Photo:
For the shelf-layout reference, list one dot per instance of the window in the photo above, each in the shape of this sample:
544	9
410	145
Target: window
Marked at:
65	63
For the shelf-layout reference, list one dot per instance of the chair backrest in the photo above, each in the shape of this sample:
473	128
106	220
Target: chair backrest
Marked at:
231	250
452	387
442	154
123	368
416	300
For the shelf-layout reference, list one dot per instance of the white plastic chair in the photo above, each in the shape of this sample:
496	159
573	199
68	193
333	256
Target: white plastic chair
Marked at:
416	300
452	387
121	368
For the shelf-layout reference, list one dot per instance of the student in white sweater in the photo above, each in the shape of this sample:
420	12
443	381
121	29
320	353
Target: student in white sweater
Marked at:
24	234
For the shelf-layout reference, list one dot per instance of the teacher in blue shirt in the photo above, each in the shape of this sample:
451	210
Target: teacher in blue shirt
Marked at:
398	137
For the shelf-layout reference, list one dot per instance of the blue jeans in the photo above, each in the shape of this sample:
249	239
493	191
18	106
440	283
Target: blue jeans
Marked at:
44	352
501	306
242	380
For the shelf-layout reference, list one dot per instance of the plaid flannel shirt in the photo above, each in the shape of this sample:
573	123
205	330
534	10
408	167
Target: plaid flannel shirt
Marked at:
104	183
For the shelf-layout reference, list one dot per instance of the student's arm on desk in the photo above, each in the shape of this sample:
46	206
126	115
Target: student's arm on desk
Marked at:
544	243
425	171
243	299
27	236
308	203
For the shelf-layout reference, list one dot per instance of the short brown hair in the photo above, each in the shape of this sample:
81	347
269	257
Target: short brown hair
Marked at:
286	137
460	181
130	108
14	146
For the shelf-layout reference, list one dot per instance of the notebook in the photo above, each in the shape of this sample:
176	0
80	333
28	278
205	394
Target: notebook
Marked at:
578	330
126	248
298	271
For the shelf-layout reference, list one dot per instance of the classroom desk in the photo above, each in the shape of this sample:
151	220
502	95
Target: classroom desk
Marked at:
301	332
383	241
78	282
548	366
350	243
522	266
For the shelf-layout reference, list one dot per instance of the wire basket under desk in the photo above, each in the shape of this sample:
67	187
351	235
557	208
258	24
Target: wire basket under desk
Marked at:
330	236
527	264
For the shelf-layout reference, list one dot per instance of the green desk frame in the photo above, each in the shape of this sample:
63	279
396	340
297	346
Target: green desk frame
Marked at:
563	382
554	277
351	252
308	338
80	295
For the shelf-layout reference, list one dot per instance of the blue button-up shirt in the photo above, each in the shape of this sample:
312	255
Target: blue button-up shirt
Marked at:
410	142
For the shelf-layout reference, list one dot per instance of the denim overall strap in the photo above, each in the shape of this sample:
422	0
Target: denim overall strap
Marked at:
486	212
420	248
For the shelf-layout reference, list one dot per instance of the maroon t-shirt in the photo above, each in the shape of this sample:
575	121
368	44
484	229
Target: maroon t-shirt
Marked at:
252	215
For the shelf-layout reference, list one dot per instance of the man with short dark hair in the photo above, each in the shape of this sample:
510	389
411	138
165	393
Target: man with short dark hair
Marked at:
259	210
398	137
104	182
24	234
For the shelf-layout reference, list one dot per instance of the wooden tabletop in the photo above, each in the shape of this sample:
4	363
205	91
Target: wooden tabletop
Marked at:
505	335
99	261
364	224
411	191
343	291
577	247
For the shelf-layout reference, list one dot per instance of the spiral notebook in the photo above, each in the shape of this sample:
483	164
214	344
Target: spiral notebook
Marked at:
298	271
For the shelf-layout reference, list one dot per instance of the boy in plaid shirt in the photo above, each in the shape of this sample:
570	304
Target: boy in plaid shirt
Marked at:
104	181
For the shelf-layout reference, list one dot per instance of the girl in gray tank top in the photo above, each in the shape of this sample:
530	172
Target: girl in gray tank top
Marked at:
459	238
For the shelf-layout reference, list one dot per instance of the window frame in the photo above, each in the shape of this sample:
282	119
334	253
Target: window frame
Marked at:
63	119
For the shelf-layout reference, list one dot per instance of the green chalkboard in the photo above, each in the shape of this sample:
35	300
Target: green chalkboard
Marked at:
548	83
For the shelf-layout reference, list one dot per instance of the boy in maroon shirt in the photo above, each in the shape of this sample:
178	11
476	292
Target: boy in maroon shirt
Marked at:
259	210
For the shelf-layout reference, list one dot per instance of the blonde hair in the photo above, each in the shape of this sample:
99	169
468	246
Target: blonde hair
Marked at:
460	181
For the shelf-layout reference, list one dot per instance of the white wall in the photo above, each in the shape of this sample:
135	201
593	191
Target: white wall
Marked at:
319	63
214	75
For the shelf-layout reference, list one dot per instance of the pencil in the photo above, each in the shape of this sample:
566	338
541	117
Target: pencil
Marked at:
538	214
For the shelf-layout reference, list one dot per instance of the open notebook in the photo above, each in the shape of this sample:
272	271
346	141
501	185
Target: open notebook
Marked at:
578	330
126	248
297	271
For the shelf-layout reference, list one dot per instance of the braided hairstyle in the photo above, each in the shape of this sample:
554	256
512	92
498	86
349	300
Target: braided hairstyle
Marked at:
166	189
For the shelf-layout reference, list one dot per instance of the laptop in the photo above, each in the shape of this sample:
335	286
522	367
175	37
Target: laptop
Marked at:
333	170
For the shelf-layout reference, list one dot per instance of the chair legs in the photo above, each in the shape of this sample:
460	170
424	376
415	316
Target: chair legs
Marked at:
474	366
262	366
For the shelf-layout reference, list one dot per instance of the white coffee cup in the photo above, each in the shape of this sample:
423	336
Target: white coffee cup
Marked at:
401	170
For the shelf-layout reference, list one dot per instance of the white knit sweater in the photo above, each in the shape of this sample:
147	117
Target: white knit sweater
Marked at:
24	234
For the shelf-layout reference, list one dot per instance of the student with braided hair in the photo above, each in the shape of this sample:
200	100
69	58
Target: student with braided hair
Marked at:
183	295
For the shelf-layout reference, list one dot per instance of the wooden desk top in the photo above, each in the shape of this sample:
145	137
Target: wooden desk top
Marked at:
+-------+
== Task to complete ==
Using the data above, repeat exactly the lines that begin at the line with "the blue jeans" and end at the line with "Target: student's arm on desk", both ends included.

== Answer to the exercise ==
For the shelf-layout reference, list one dot per instance of the blue jeans in the photo above, each in the shape of this sample:
249	239
493	191
18	106
440	283
Target: blue jeans
Marked at:
44	352
501	306
242	380
For the shelf-layout reference, list one dot per instance of the plaid flannel shirt in the photo above, each in the shape of this sample:
573	123
205	330
534	10
408	167
Target: plaid flannel shirt
Marked at:
104	183
For the shelf-layout reference, list one dot per instance of the student's arm on desk in the photo above, each in the shape of this sample:
46	206
126	115
Target: student's arm on desk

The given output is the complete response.